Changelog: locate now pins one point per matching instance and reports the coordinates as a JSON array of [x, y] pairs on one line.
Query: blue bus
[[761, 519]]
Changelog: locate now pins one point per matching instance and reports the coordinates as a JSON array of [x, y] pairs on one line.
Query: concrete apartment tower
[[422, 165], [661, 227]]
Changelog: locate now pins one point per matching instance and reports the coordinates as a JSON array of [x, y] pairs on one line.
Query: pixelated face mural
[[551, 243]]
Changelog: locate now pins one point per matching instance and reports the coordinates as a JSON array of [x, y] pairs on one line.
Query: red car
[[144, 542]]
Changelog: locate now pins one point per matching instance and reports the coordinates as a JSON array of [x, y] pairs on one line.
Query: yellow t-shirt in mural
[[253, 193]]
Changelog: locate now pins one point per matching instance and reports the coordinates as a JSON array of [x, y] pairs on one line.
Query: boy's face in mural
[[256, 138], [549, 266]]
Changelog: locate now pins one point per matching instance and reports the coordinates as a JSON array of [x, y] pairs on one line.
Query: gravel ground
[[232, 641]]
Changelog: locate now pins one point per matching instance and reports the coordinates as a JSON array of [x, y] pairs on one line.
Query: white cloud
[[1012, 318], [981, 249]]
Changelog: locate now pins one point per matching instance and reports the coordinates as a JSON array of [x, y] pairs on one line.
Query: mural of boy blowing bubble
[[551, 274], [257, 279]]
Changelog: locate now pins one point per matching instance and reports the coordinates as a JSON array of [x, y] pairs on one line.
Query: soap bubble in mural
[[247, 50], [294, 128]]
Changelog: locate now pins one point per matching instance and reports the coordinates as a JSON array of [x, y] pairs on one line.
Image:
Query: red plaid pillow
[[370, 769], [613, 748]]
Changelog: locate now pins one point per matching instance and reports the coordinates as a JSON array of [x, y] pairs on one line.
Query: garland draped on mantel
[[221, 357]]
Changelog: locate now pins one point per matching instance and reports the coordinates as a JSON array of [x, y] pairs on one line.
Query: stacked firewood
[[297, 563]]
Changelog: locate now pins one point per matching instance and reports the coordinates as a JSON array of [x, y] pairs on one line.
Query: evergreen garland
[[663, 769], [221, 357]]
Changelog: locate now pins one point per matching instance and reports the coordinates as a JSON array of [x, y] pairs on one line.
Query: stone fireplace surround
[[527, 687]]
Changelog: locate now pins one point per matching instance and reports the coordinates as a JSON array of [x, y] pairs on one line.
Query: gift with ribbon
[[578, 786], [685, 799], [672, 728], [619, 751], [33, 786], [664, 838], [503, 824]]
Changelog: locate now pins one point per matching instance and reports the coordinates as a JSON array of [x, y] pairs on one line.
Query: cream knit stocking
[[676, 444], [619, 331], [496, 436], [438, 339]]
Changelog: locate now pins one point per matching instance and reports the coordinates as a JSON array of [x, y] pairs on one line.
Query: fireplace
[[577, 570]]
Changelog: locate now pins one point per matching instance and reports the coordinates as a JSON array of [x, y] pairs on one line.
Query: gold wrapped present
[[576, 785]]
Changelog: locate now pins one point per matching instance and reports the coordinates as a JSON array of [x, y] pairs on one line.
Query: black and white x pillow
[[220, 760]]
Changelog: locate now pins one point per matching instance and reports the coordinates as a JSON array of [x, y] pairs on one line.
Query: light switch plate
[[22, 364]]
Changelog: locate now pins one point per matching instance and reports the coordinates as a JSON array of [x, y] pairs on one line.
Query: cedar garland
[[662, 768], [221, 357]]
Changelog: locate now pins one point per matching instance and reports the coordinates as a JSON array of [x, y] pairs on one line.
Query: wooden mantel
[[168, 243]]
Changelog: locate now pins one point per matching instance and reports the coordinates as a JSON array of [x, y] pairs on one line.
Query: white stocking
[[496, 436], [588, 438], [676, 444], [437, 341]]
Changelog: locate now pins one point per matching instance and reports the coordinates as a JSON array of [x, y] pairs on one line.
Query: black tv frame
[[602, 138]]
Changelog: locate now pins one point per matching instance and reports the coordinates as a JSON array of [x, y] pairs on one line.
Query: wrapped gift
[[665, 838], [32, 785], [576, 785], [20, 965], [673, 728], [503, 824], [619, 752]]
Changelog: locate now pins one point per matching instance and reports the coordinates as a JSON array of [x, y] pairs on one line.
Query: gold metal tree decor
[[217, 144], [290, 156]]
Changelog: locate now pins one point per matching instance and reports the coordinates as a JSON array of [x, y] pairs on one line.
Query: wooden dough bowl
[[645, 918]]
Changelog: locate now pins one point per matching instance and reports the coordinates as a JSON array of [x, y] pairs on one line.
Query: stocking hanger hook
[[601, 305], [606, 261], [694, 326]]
————————
▶ _EXERCISE DIRECTIONS_: Return all of the above records exactly, leaving no line out.

▶ _OUTPUT FOR THIS EXERCISE_:
Changelog: locate now pins one point per matching instance and reports the coordinates as a JSON array of [x, y] pairs on one line.
Query: blue bus
[[761, 519]]
Changelog: locate now pins one point per matching instance and reports the coordinates as a JSON array of [x, y] pairs on one line.
Query: concrete apartment tower
[[422, 165], [661, 227]]
Changelog: locate now pins one point per matching instance and reports the coordinates as a JSON array of [x, y] pairs on one line.
Query: pixelated face mural
[[551, 243]]
Changelog: locate now pins one point per matching instance and reports the coordinates as a JSON array of [x, y] pairs on one line.
Query: red car
[[144, 542]]
Changelog: locate now pins one point per matching instance and reports the coordinates as a JSON array of [x, y] pairs on one line.
Query: yellow t-shirt in mural
[[253, 193]]
Changelog: locate now pins one point per matching instance and reports the coordinates as a JSON array of [x, y] pairs on one line.
Query: boy's face in mural
[[256, 138], [549, 266]]
Changelog: locate now pins one point per matching instance and reports the coordinates as a JSON array of [x, y] pairs on one line.
Query: gravel ground
[[232, 641]]
Changelog: locate now pins one point per matching instance and reports the coordinates as a JSON array of [x, y] pairs on one line.
Query: white cloud
[[1012, 318], [981, 249]]
Changelog: locate now pins one point per matching instance and reports the coordinates as a JSON array of [x, y] pairs on one line.
Query: mural of boy blowing bubble
[[551, 274], [257, 279]]
Changelog: locate now pins one point per matching instance and reports the coordinates as a JSON array of [x, y] pairs on one line.
Query: soap bubble in mural
[[247, 50], [294, 128]]
Changelog: locate now pins one point per matching instance and reports the coordinates as a JSON array of [x, y] pairs on one line.
Image:
Query: red plaid pillow
[[370, 769], [613, 748]]
Changelog: locate now pins one point per matching instance and reports the coordinates as a JSON array of [x, y] pairs on one line.
Query: garland draped on mantel
[[221, 357]]
Changelog: locate now pins one point per matching instance and reports the coordinates as a JSON array of [x, y] pairs on one line.
Query: stacked firewood
[[297, 563]]
Changelog: locate now pins one point per matching instance and reports the coordinates as a JSON array of [x, y] pairs on one line.
Query: evergreen garland
[[663, 769], [221, 357]]
Changelog: locate now pins one point per matching instance and reports the coordinates as a JSON array of [x, y] pairs on one line.
Query: stone fireplace surround
[[527, 687]]
Changelog: locate now pins one point per matching instance and reports the coordinates as a JSON array of [x, y] pairs on one line.
Query: gift with ribbon
[[578, 786], [685, 799], [672, 728], [619, 751], [33, 786], [664, 838], [503, 824]]
Changelog: locate now pins one point per matching instance and reports the coordinates as a JSON array of [x, y] pairs on one line.
Query: cream knit stocking
[[676, 444], [619, 331], [496, 436], [438, 339]]
Changelog: locate now pins one point per matching instance and reports the coordinates as a JSON array of [x, y] pairs on one line.
Query: fireplace
[[577, 570]]
Changelog: locate now pins one point per matching instance and reports the coordinates as a JSON array of [x, y] pairs on one line.
Query: gold wrapped present
[[576, 785]]
Changelog: locate now pins one point per matching instance and reports the coordinates as a JSON array of [x, y] pairs on one line.
Query: black and white x pillow
[[220, 760]]
Changelog: locate now pins one point per matching instance and reports the coordinates as a JSON array of [x, y] pairs on one line.
Query: light switch plate
[[22, 364]]
Changelog: locate now pins one point per matching instance and reports the coordinates as a JSON array of [x, y] pairs on one line.
Query: cedar garland
[[662, 768], [221, 357]]
Changelog: locate now pins one point per matching instance and reports the coordinates as a JSON array of [x, y] pairs on one line.
Query: wooden mantel
[[168, 243]]
Changelog: locate now pins one point per matching instance and reports the coordinates as a JSON array of [x, y] pairs on one line.
Query: white stocking
[[496, 436], [588, 438], [676, 444], [437, 341]]
Changelog: locate now pins one point per matching instance and reports the coordinates as a JSON array of [x, y] pairs on one line.
Query: black tv frame
[[602, 138]]
Changelog: locate now pins one point per matching instance and reports the coordinates as a JSON array of [x, y] pairs on one line.
Query: wrapped gift
[[665, 838], [32, 785], [576, 785], [20, 965], [673, 728], [503, 824], [619, 752]]
Changelog: locate now pins one point per matching instance and reports the coordinates as a JSON array of [x, y] pairs on one line.
Query: gold metal tree decor
[[217, 144], [290, 156]]
Changelog: locate now pins one point per matching instance and reports the coordinates as a JSON array of [x, y] pairs on one line.
Query: wooden dough bowl
[[645, 918]]
Changelog: locate now pins one point per matching instance and reports the coordinates as a JSON array of [x, y] pairs on one line.
Query: stocking hanger hook
[[601, 305], [606, 261], [694, 326]]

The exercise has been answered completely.